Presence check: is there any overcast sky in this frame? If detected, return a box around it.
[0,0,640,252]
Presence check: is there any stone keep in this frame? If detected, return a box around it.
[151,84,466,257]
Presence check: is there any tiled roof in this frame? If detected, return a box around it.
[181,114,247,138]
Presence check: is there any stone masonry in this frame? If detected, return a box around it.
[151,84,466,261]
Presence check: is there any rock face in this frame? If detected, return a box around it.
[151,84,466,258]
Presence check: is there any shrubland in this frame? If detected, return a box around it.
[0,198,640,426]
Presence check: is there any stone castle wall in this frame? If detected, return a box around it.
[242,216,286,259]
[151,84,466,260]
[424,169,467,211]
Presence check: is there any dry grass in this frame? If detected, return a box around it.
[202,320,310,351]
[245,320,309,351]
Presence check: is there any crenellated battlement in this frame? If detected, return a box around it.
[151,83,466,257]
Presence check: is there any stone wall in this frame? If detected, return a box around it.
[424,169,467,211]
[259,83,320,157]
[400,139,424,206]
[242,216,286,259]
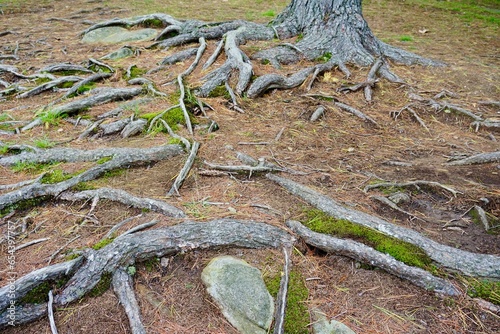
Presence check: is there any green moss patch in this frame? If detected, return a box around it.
[20,278,68,304]
[88,273,113,297]
[265,270,309,334]
[464,277,500,305]
[303,210,432,269]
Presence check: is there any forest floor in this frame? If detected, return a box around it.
[0,0,500,334]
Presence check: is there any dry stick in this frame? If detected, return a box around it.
[0,257,83,311]
[112,269,146,334]
[177,37,207,135]
[370,196,427,222]
[14,238,50,252]
[266,174,500,278]
[363,180,462,197]
[273,246,291,334]
[78,119,105,140]
[148,104,180,132]
[47,235,80,265]
[364,58,384,102]
[47,290,58,334]
[117,219,158,239]
[202,39,224,70]
[0,173,46,190]
[447,151,500,166]
[16,76,83,99]
[203,161,283,175]
[286,220,462,296]
[167,141,200,196]
[224,81,245,114]
[59,188,185,218]
[101,214,142,241]
[309,106,325,122]
[333,102,378,125]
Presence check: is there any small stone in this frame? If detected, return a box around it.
[312,309,356,334]
[201,256,274,334]
[82,27,158,44]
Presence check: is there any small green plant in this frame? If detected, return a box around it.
[304,210,432,269]
[208,85,231,100]
[92,238,114,250]
[71,182,96,191]
[463,277,500,305]
[144,257,160,272]
[264,270,309,334]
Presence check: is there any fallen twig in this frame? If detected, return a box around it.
[168,141,200,195]
[266,174,500,278]
[363,180,462,197]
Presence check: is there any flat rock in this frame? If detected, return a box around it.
[82,27,158,44]
[312,309,356,334]
[201,256,274,334]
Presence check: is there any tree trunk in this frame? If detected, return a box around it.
[256,0,439,66]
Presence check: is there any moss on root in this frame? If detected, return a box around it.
[463,277,500,305]
[88,272,113,297]
[20,278,68,304]
[265,270,310,334]
[303,210,432,270]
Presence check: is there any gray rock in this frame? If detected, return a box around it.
[101,47,134,60]
[201,256,274,334]
[312,309,356,334]
[82,27,158,44]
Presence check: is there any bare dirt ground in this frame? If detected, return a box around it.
[0,0,500,334]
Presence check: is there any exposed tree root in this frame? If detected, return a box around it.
[0,219,294,329]
[267,174,500,278]
[286,220,462,296]
[168,142,200,195]
[17,75,82,99]
[363,180,461,197]
[112,269,146,334]
[0,145,182,166]
[370,196,426,221]
[58,188,186,218]
[447,151,500,166]
[0,145,182,209]
[273,247,292,334]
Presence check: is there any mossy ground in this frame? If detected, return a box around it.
[303,210,432,270]
[265,270,310,334]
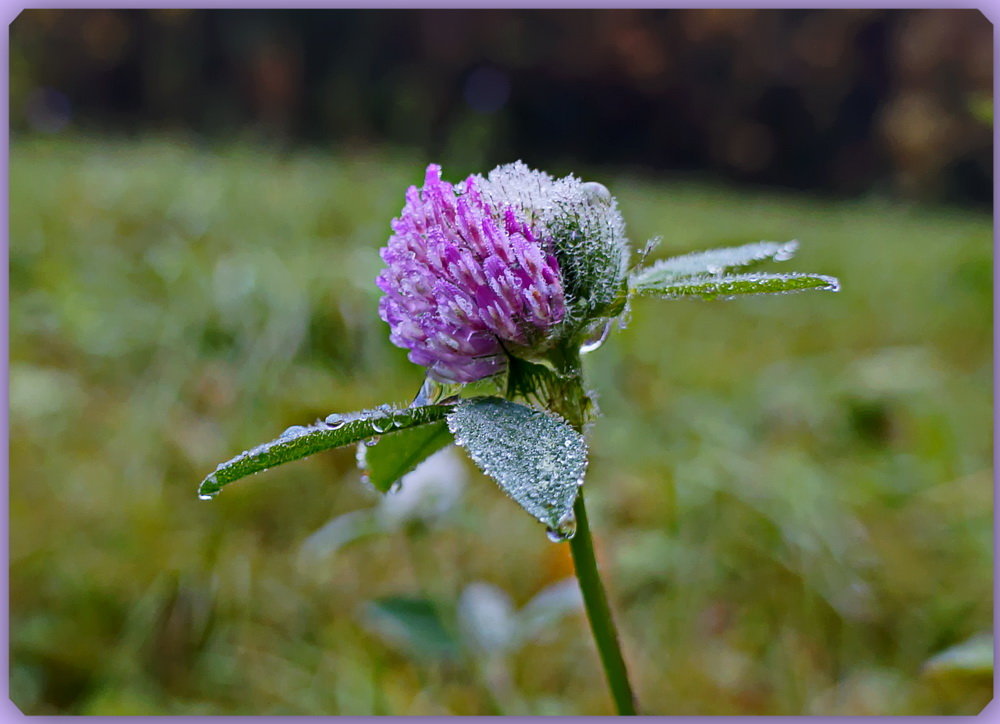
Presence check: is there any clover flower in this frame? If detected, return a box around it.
[376,162,627,383]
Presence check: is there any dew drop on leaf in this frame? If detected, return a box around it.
[580,321,611,354]
[545,513,576,543]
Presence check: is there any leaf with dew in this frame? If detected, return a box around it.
[447,397,587,538]
[358,420,452,493]
[629,240,799,291]
[634,272,840,299]
[198,405,452,499]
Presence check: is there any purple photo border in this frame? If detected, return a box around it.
[0,0,1000,724]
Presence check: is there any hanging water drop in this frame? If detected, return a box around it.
[545,513,576,543]
[323,412,347,430]
[580,321,611,354]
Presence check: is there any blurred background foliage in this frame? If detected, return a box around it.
[9,11,993,714]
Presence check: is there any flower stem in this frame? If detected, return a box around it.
[569,489,636,714]
[507,345,636,714]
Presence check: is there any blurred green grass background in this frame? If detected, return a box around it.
[10,138,993,714]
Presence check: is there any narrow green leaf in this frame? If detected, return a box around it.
[629,240,799,291]
[364,596,459,659]
[198,405,452,499]
[447,397,587,528]
[358,420,452,493]
[635,272,840,299]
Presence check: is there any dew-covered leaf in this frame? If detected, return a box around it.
[634,272,840,299]
[629,240,799,290]
[358,420,452,493]
[198,405,452,498]
[364,596,459,659]
[447,397,587,529]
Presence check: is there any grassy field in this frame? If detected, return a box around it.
[10,139,993,715]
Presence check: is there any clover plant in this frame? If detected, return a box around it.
[199,162,839,714]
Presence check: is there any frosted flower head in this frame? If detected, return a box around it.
[376,163,627,383]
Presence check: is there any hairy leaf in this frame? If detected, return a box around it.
[358,420,452,493]
[198,405,451,498]
[447,397,587,528]
[635,272,840,299]
[629,240,799,292]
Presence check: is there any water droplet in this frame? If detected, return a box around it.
[410,377,464,407]
[580,321,611,354]
[392,410,413,427]
[545,513,576,543]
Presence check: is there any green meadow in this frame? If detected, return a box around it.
[9,138,993,715]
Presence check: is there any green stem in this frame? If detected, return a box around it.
[507,345,636,714]
[569,489,636,714]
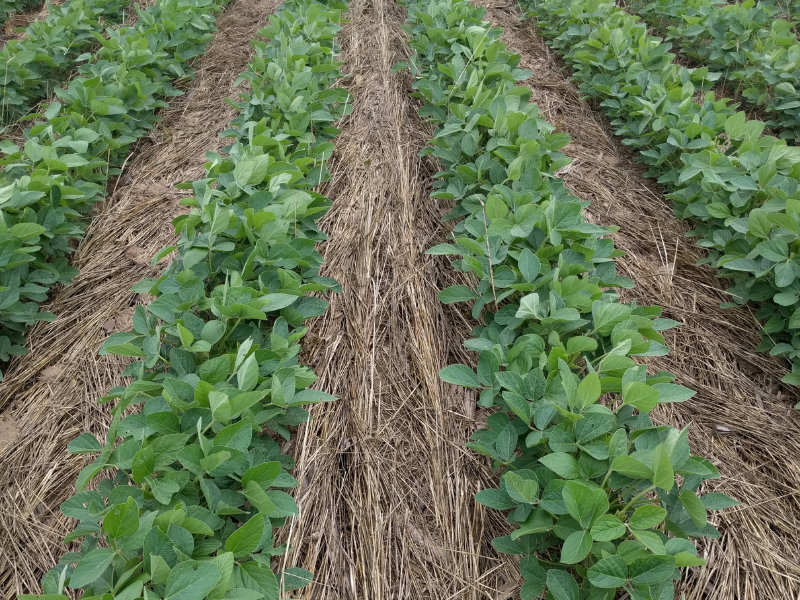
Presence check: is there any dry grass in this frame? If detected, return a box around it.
[0,0,276,598]
[480,2,800,600]
[276,0,518,600]
[0,0,800,600]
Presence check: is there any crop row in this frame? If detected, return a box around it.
[0,0,42,30]
[0,0,130,125]
[630,0,800,143]
[528,0,800,384]
[0,0,226,380]
[24,0,352,600]
[400,0,734,600]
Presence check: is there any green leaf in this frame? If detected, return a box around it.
[652,383,697,404]
[242,461,281,490]
[561,481,608,530]
[561,531,592,565]
[225,513,264,558]
[631,529,666,554]
[131,446,156,483]
[547,569,580,600]
[234,562,279,600]
[591,515,628,542]
[592,300,631,336]
[517,248,542,283]
[503,392,531,426]
[206,552,235,600]
[104,344,147,358]
[628,504,667,529]
[439,365,481,388]
[622,381,658,412]
[629,556,675,585]
[69,548,114,590]
[611,455,653,479]
[103,497,139,539]
[439,285,480,304]
[653,444,675,491]
[503,471,539,504]
[164,560,222,600]
[244,481,276,517]
[150,478,181,504]
[539,452,581,479]
[586,554,628,589]
[577,373,602,408]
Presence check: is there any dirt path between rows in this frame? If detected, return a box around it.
[278,0,518,600]
[0,0,276,598]
[477,0,800,600]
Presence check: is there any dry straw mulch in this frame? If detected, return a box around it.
[478,1,800,600]
[276,0,517,600]
[0,0,276,598]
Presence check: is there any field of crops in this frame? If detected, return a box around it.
[0,0,800,600]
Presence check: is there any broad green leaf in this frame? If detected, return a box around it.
[628,504,667,529]
[586,554,628,589]
[562,481,608,530]
[69,548,114,590]
[629,556,675,585]
[517,248,542,283]
[242,461,281,490]
[611,455,653,479]
[475,488,518,510]
[561,531,592,565]
[547,569,580,600]
[223,513,264,556]
[653,444,675,491]
[103,497,139,539]
[591,515,628,542]
[164,560,222,600]
[539,452,581,479]
[577,373,601,408]
[622,381,658,412]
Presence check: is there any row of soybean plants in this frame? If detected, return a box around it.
[22,0,349,600]
[0,0,129,126]
[629,0,800,144]
[0,0,42,29]
[400,0,735,600]
[527,0,800,384]
[0,0,227,377]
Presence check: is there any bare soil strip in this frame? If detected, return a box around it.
[477,0,800,600]
[0,0,277,598]
[284,0,518,600]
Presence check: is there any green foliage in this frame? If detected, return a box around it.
[0,0,129,125]
[25,0,352,600]
[632,0,800,142]
[399,0,733,600]
[529,0,800,384]
[0,0,230,380]
[0,0,43,27]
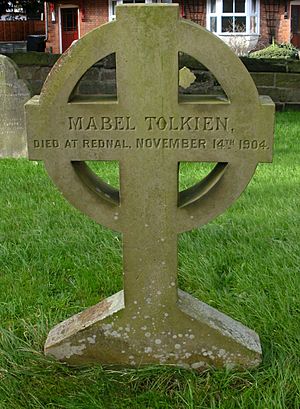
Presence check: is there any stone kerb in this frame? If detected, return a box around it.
[0,55,30,158]
[26,5,274,369]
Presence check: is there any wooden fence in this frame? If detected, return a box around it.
[0,20,45,41]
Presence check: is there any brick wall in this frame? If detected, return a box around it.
[46,0,291,53]
[46,0,108,54]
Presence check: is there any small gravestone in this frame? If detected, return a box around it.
[26,5,274,369]
[0,55,30,158]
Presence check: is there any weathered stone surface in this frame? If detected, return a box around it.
[0,55,30,158]
[275,72,300,88]
[287,61,300,73]
[26,5,274,369]
[7,51,60,67]
[251,72,275,87]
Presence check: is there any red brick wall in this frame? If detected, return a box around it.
[47,0,291,53]
[46,0,108,53]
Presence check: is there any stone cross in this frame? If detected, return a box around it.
[26,5,274,369]
[0,55,30,158]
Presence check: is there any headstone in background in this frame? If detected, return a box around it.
[0,55,30,158]
[26,5,274,369]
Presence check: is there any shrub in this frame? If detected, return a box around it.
[250,43,299,60]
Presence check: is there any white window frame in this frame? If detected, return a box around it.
[206,0,260,36]
[108,0,172,21]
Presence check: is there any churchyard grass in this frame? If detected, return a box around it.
[0,112,300,409]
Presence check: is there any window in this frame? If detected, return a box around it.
[207,0,259,35]
[109,0,172,21]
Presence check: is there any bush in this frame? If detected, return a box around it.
[250,43,299,60]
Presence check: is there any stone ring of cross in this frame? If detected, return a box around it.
[26,5,274,369]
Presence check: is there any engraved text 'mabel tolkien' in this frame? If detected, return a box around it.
[68,116,229,132]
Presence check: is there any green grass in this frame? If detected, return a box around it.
[0,113,300,409]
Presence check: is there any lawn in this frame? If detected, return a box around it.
[0,112,300,409]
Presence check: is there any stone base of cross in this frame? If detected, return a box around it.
[26,5,274,369]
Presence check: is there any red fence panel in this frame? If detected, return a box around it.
[0,20,45,41]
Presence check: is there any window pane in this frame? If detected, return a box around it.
[222,0,233,12]
[210,17,217,33]
[234,17,246,33]
[111,0,117,16]
[250,16,256,33]
[222,17,233,33]
[235,0,245,13]
[210,0,216,13]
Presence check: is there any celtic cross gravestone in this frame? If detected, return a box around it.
[26,5,274,368]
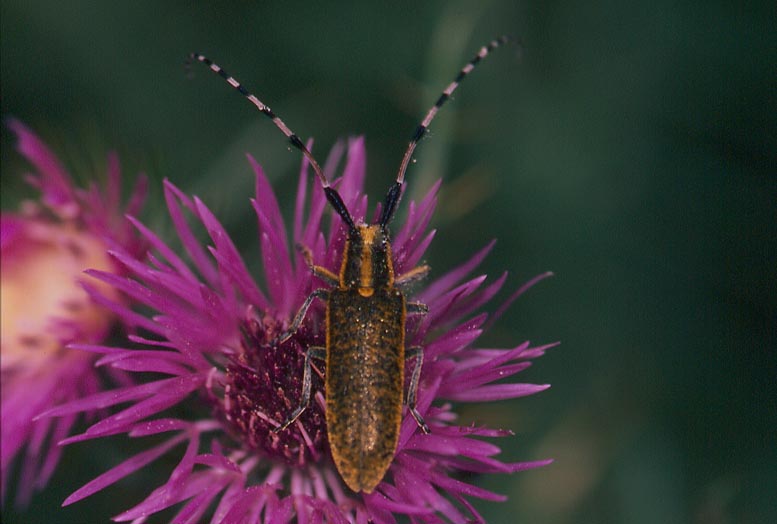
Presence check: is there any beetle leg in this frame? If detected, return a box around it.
[394,264,432,288]
[297,244,340,287]
[405,302,429,315]
[277,288,329,344]
[405,346,431,434]
[273,346,326,433]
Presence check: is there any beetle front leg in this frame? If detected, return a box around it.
[297,244,340,287]
[277,288,329,344]
[405,346,431,434]
[273,346,326,433]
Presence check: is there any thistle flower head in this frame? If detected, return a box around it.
[0,121,144,504]
[48,139,549,523]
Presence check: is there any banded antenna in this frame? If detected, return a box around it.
[189,36,513,229]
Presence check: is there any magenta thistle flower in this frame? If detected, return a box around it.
[0,120,145,505]
[42,139,550,523]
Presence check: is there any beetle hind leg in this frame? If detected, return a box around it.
[405,346,431,435]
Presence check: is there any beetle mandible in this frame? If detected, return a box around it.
[190,36,509,493]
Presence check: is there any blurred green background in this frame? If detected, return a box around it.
[0,0,777,524]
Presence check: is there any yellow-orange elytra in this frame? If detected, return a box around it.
[190,37,509,493]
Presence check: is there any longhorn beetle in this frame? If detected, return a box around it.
[190,37,508,493]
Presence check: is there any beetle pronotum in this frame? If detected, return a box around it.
[190,37,508,493]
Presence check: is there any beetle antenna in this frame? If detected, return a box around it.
[379,36,517,226]
[191,53,356,229]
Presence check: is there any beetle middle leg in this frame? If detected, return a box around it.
[394,264,432,289]
[273,346,326,433]
[276,288,329,344]
[405,346,431,434]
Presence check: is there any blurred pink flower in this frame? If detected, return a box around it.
[0,120,145,505]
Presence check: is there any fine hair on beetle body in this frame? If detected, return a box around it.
[190,37,510,493]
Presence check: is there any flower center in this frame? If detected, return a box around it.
[221,319,329,467]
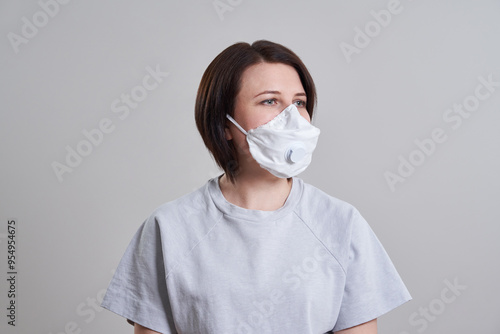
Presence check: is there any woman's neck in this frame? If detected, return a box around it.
[219,174,292,211]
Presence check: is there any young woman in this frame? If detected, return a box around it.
[102,41,411,334]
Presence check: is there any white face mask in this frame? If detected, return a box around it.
[226,104,320,178]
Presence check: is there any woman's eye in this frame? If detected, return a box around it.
[262,99,276,106]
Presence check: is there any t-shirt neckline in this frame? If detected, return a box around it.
[208,175,303,223]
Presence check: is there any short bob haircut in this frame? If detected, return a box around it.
[195,40,316,182]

------------------------

Task to carry out: Rewrite the entries from the first line up to and including the line with "[0,198,640,426]", changing "stone keep" to "stone tower" and leaving everything else the same.

Solution below:
Presence check: is there any overcast sky in this frame? If detected, return a box around it.
[0,0,640,252]
Presence check: is there any stone tower in this frame? If detected, return a box around it.
[151,84,466,257]
Presence check: is there any tiled roof in this frame? If detected, return a box around it.
[181,114,247,138]
Presence check: is there any stone masonry in this frame? If detected, return a box around it.
[151,84,466,261]
Presence check: is there any rock face in this frame? If detected, return a box around it.
[151,84,466,258]
Presence check: is there any shrubland in this frame? If detected, return a box around it.
[0,198,640,426]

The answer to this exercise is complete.